● **What is asked**
1. According to the press release about the Maryland businessman's guilty plea, in which court did Iazlovsky plead guilty?
2. Write the next part of the press release about the Maryland businessman's guilty plea, starting right after its final sentence.

● **Selected passage**
Press Release
Maryland Businessman Pleads Guilty to Concealing Foreign Bank Account at Israel-based Bank on His Tax Return
For Immediate Release
Office of Public Affairs
Potomac, Md., Resident Is the Latest in a Series of Defendants Charged with
Concealing Bank Accounts at Israeli Banks
Concealing Bank Accounts at Israeli Banks
The Justice Department and Internal Revenue Service, Criminal Investigation (IRS-CI) announced that Alexei Iazlovsky of Potomac, Md., pleaded guilty today in the U.S. District Court for the Central District of California to filing a false tax return for tax year 2008.
According to court documents, Iazlovsky, a U.S. citizen, maintained an undeclared bank account held in the name of a foreign corporation at the Luxembourg branch of an Israeli bank. Iazlovsky owned a corporation that produced documentaries for Russian television stations. A tax return preparer suggested to Iazlovsky that he could reduce his taxes by keeping money out of the United States and diverting payments from his Russian clients to a foreign bank account held in the name of a foreign corporation. Iazlovsky met with a banker from the Israeli bank at a New York hotel to open the Luxembourg account.
According to court documents, Iazlovsky diverted a total of $2.6 million in untaxed payments from his Russian clients to his undeclared bank account in Luxembourg. From 2002 through 2009, Iazlovsky filed false individual and corporate tax returns that failed to report his authority over and ownership of the bank account in Luxembourg. He also omitted the income diverted to and generated by the undeclared account in Luxembourg. Iazlovsky has admitted that the tax loss is more than $400,000.

● **Data provided**
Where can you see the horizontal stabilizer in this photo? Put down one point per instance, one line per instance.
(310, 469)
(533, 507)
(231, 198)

● **Per-task answers**
1. The U.S. District Court for the Central District of California.

2.
Iazlovsky is the latest in a series of defendants charged in the U.S. District Court for the Central District of California with failing to report income from undeclared accounts held at Israeli banks.
“Individuals who evade their tax obligations cheat their country and their fellow citizens,” said Kathryn Keneally, Assistant Attorney General for the Justice Department’s Tax Division. “The Department of Justice is committed to using all of the many available tools to find and prosecute those who hide income and assets in offshore bank accounts, and to pursue the taxes and penalties that are due.”
"Offshore tax evasion is a top priority for IRS-CI, and the facts in this case are clear. Earned income was placed into foreign bank accounts for the purpose of committing offshore tax fraud," said Richard Weber, Chief, IRS-CI. "Through our efforts, we are gaining access to more and more information on institutions and individuals involved in offshore tax fraud, and you can expect us to use all of our enforcement tools to stop this abuse."
U.S. citizens and residents who have an interest in, signature or other authority over, a financial account in a foreign country with assets in excess of $10,000 are required to disclose the existence of such account on Schedule B, Part III, of their individual income tax returns. Additionally, U.S. citizens and residents must file a Report of Foreign Bank and Financial Reports (FBAR) with the U.S. Treasury disclosing any financial account in a foreign country with assets in excess of $10,000 in which they have a financial interest, or over which they have signature or other authority.
Iazlovsky has agreed to pay a civil penalty in the amount of 50 percent of the high balance of his undeclared account to resolve his civil liability with the IRS for failing to file FBARs. Iazlovsky faces a maximum prison term of three years and a maximum fine of $250,000.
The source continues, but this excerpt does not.